▶ Problem description: The pictures are to be dropped, and the records below are to be restated word for word.

▶ Source material:
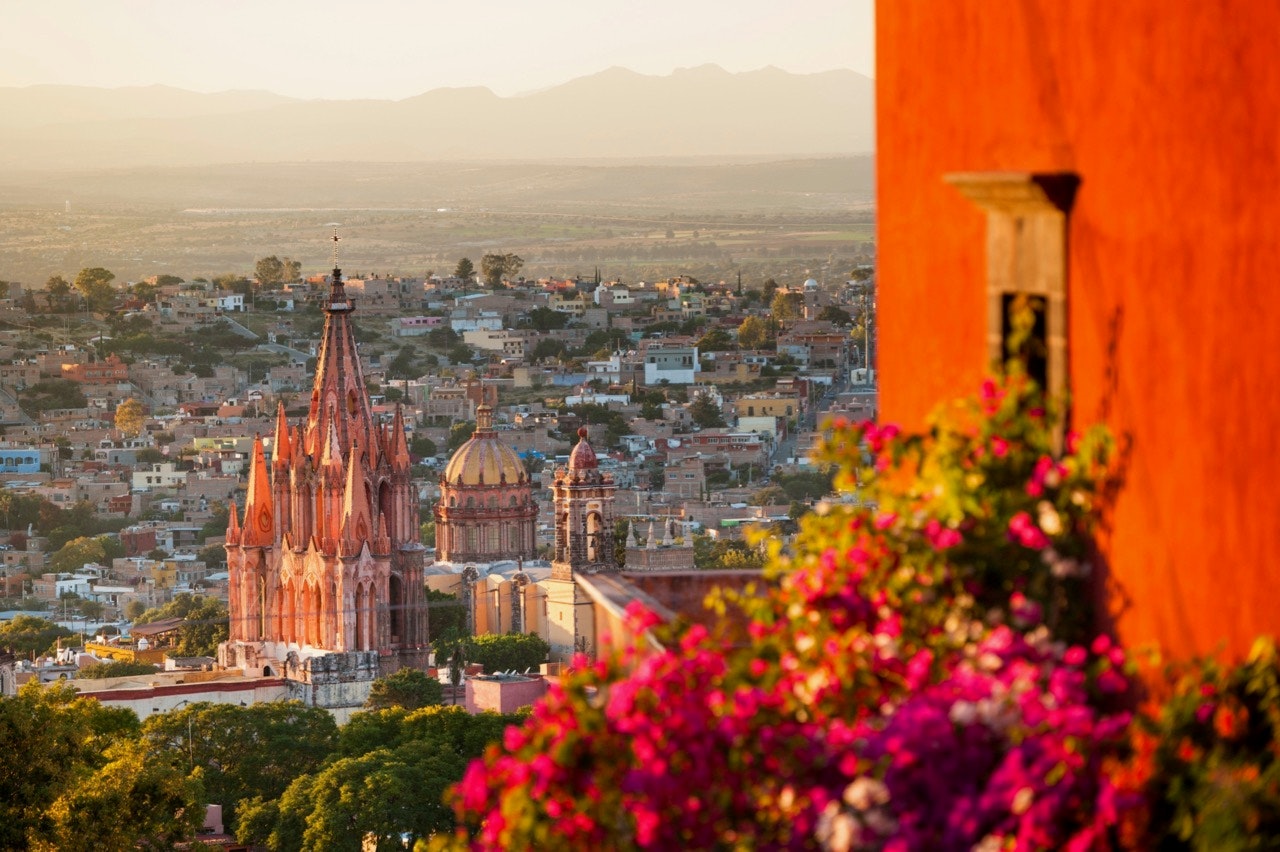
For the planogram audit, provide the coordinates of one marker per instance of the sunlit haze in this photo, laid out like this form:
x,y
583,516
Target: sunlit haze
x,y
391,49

▶ Solved problem:
For the planogram audit, provide the coordinates of one marker per instance of the sunlit haze in this photo, laid out like this form:
x,y
583,516
Target: sunlit haze
x,y
391,49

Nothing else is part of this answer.